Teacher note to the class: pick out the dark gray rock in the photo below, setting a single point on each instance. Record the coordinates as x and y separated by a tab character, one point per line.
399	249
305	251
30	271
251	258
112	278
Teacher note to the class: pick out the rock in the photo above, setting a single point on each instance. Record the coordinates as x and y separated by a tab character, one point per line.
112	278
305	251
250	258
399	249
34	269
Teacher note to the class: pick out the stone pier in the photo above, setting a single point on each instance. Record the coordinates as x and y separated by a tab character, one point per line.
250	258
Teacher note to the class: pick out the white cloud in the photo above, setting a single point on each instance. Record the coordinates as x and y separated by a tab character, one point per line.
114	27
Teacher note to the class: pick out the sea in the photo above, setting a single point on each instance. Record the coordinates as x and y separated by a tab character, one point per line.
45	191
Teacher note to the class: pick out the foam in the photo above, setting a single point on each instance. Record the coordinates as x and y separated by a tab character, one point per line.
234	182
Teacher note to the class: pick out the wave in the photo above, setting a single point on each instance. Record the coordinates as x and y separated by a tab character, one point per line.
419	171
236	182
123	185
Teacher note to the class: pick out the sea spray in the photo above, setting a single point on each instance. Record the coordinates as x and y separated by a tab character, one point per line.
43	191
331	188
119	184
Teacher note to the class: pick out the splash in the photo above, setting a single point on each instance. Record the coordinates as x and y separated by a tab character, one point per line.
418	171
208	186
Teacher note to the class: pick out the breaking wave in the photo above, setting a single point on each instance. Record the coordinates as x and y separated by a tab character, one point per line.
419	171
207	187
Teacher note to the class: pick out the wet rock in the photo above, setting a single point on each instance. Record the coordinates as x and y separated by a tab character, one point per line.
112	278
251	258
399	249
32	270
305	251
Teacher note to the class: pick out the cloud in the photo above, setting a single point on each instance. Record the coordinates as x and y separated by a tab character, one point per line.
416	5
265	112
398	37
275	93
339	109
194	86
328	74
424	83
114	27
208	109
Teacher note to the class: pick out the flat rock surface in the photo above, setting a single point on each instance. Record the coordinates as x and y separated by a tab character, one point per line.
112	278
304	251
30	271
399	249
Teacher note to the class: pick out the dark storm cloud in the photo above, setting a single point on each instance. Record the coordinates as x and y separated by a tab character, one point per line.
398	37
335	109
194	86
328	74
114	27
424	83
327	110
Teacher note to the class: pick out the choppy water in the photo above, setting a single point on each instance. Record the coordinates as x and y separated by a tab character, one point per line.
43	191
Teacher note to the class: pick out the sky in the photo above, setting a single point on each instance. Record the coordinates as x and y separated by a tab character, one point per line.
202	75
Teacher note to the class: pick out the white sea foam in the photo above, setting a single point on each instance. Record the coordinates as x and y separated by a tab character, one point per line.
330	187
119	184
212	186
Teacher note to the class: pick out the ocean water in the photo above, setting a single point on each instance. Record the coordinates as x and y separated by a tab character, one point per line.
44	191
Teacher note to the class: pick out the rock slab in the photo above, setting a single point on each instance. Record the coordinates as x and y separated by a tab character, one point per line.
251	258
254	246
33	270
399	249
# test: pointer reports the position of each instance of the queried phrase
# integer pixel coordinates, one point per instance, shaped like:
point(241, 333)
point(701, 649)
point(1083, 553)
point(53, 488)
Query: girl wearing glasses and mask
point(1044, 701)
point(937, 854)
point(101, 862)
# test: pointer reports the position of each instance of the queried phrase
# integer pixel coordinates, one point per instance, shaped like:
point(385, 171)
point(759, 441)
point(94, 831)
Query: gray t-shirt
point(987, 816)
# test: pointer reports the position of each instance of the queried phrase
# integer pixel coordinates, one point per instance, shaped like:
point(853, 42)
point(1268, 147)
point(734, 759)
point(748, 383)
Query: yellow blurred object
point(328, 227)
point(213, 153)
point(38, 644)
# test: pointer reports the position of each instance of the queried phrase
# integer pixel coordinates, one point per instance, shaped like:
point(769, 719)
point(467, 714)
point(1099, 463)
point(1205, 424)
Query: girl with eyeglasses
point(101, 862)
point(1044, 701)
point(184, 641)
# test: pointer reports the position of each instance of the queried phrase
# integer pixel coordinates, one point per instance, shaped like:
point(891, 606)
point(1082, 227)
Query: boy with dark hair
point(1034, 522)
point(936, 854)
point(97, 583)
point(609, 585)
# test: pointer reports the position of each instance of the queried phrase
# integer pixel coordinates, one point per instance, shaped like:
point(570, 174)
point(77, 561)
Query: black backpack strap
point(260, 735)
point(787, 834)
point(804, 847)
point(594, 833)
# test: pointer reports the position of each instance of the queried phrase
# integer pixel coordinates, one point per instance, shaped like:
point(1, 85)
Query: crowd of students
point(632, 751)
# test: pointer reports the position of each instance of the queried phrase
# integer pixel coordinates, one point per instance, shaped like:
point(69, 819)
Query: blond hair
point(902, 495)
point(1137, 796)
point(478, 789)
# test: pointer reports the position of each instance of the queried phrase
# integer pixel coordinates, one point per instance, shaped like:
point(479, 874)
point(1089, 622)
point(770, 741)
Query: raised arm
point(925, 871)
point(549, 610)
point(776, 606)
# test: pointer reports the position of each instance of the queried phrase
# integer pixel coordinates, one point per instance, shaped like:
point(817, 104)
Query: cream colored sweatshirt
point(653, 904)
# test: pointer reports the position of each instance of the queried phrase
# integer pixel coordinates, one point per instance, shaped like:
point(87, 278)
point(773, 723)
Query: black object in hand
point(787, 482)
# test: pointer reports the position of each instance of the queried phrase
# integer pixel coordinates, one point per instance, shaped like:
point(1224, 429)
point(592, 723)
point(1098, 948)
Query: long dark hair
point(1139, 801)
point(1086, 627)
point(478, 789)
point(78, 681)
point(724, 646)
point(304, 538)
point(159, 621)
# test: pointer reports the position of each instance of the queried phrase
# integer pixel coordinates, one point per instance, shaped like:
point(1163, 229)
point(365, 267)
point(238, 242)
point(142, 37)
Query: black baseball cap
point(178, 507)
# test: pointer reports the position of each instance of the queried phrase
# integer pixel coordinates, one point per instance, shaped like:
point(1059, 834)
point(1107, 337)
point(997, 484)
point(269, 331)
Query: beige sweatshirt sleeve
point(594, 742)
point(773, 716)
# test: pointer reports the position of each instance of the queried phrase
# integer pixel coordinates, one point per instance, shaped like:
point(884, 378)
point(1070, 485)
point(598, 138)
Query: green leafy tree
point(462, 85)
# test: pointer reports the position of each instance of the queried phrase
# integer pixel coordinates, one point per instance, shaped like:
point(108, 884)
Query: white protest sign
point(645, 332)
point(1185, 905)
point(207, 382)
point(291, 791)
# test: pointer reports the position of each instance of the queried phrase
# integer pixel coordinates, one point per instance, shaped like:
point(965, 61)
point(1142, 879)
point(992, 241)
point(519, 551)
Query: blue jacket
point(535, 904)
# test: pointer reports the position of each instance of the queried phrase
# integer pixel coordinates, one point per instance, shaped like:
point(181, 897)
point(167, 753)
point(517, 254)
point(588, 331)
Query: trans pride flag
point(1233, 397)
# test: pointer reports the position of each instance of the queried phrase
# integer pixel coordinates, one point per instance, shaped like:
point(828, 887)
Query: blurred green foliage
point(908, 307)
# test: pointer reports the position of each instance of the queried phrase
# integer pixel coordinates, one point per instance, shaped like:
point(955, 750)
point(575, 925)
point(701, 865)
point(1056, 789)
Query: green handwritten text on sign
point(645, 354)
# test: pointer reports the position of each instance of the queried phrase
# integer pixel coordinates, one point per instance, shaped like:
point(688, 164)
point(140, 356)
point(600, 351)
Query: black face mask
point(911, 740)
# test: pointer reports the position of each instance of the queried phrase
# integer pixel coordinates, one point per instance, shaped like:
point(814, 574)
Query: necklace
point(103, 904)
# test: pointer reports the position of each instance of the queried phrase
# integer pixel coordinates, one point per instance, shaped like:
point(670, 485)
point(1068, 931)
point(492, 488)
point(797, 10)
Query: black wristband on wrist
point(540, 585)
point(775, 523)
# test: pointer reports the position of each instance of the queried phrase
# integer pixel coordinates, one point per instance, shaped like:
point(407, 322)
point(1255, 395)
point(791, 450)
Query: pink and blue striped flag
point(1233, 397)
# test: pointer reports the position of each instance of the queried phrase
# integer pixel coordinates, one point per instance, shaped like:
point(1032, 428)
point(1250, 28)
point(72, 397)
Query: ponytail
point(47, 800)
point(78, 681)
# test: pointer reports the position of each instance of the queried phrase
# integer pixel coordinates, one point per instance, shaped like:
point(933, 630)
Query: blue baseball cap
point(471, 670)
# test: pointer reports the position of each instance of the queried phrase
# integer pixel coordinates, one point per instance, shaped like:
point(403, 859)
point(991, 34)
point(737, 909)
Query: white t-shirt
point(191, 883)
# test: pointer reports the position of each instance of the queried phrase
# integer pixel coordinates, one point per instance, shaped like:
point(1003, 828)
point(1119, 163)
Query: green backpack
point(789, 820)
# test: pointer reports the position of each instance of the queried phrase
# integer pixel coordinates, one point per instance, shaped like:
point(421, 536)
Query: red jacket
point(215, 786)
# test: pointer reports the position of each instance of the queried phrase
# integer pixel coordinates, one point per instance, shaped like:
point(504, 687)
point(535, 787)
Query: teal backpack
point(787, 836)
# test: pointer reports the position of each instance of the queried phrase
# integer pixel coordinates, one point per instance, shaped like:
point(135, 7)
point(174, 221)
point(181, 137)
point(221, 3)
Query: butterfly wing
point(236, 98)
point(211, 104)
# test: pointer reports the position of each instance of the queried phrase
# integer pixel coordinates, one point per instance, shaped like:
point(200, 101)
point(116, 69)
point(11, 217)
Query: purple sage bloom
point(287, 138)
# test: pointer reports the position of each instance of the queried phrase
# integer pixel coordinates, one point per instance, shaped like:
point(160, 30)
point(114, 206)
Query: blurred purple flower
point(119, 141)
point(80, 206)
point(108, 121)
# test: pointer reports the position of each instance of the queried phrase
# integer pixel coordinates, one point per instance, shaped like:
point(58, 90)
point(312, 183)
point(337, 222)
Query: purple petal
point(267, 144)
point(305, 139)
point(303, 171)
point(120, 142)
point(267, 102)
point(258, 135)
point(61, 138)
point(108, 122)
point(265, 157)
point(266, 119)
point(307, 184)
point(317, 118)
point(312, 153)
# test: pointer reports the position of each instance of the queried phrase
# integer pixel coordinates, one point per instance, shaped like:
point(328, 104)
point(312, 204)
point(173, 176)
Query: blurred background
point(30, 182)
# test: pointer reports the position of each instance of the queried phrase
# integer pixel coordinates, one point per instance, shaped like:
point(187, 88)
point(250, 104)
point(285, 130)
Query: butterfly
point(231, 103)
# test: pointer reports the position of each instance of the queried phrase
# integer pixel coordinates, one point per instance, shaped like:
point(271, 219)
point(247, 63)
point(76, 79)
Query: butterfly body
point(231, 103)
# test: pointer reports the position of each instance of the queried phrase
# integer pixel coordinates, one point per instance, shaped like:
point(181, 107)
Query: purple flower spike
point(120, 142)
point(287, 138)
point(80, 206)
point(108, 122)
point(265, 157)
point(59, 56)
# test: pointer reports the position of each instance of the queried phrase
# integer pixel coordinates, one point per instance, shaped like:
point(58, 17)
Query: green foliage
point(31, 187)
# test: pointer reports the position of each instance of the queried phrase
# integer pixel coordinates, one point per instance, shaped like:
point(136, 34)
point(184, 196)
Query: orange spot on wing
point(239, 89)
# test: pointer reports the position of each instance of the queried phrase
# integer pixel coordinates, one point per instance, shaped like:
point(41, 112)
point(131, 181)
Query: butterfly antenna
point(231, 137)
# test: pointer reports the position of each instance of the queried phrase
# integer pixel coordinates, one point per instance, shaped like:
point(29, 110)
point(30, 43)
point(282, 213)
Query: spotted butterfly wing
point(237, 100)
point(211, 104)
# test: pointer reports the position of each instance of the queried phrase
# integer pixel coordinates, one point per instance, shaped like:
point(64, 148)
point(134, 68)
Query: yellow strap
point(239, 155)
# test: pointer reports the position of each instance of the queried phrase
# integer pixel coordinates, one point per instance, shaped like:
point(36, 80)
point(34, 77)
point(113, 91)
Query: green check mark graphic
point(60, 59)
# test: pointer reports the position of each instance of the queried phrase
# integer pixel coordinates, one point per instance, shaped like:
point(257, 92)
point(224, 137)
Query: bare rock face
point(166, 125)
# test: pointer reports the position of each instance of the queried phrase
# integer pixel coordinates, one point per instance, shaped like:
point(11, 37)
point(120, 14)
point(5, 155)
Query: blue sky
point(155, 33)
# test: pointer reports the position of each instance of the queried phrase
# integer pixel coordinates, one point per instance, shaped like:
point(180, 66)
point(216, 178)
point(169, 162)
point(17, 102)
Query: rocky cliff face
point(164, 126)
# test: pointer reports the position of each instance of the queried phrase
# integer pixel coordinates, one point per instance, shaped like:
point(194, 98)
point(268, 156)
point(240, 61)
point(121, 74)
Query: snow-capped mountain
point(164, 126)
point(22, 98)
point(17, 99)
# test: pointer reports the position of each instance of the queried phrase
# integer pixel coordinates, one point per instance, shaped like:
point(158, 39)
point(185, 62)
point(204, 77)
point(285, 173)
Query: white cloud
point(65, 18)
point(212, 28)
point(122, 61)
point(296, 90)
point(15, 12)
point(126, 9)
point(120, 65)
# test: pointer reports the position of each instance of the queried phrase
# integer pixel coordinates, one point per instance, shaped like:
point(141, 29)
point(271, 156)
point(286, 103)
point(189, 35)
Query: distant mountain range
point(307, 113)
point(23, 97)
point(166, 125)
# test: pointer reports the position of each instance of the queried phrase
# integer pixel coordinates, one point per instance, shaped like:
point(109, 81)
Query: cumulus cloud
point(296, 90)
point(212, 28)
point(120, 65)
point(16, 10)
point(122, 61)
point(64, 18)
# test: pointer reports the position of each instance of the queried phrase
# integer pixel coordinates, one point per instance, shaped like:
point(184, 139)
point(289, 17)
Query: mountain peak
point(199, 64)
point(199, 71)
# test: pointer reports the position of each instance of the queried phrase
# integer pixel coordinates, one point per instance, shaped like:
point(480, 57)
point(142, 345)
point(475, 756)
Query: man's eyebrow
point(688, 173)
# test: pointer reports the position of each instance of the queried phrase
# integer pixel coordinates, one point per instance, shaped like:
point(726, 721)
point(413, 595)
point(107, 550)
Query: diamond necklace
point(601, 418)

_ _ _ _ _

HOW TO COMPLETE THIS TASK:
Considering only the material above, set down every line from the one with "point(759, 441)" to the one with "point(748, 383)", inclusive, exactly as written.

SOLUTION BELOW:
point(759, 441)
point(94, 831)
Query: gray t-shirt
point(987, 816)
# test: pointer reports the position of each instance of the queried phrase
# integer pixel coordinates, one point per instance, shaped like:
point(853, 42)
point(1268, 147)
point(734, 759)
point(748, 383)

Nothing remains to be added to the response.